**Study text**
------------------------

Jim Barlow, Life Sciences Editor
(217) 333-5802; b-james3@uiuc.edu

2/1/03

CHAMPAIGN, Ill. — In celebration of its 20th bug-infested anniversary, the Insect Fear Film Festival at the University of Illinois at Urbana-Champaign is bringing in Mr. BIG – movie director Bert I. Gordon – to help honor the 50-year-old genre of low-budget films featuring large killer insects. The festival will feature three of Gordon’s big bug films – "Beginning of the End" (1957), "Earth vs. the Spider" (1958) and "Empire of the Ants" (1977).

"Gordon’s first big bug film, `The Beginning of the End,’ is my absolute No. 1 favorite insect fear film," said festival founder May Berenbaum, head of the department of entomology. "Among other things, it is set in central Illinois, albeit a central Illinois with mountains in the background.
There could not be a more appropriate film for our 20th festival." In the film, Peter Graves stars as government scientist Ed Wainwright whose atomic crop-enhancing experiments go awry. Grasshoppers grow to enormous size and begin a destructive march from Ludlow to Chicago.

In "Earth vs. the Spider," Ed Kemmer, as a high school biology teacher, teams with students to defeat a giant spider threatening the town’s teenagers. "Empire of the Ants" features Joan Collins as a ruthless real estate agent selling land on an island previously used as a toxic waste dump that has become home to giant, intelligent killer ants.

------------------------

**Source data**
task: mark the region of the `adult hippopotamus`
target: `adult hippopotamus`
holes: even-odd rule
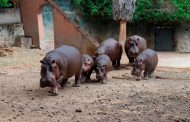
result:
[[[95,59],[94,69],[96,71],[96,78],[98,81],[106,83],[105,79],[107,79],[107,73],[111,69],[111,60],[109,56],[105,54],[98,55]]]
[[[74,86],[80,85],[81,54],[72,46],[63,45],[46,54],[41,62],[40,87],[51,87],[50,93],[58,95],[59,81],[65,86],[68,78],[75,75]]]
[[[93,58],[87,54],[82,55],[81,82],[86,82],[87,80],[90,80],[90,75],[92,74],[93,68]]]
[[[134,58],[136,58],[146,48],[147,43],[143,37],[138,35],[129,37],[125,41],[125,53],[129,59],[129,64],[131,65],[134,61]]]
[[[113,38],[109,38],[96,49],[95,54],[96,56],[103,53],[108,55],[112,61],[112,65],[118,68],[120,66],[122,52],[121,44]]]
[[[148,79],[153,74],[157,64],[157,53],[152,49],[146,49],[134,60],[131,74],[137,76],[136,80],[140,80],[141,72],[144,70],[144,78]]]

------------------------

**Problem to solve**
Transcribe the festival announcement word for word, from "There could not" down to "Ludlow to Chicago.". The data above can be set aside.

**Task result**
There could not be a more appropriate film for our 20th festival." In the film, Peter Graves stars as government scientist Ed Wainwright whose atomic crop-enhancing experiments go awry. Grasshoppers grow to enormous size and begin a destructive march from Ludlow to Chicago.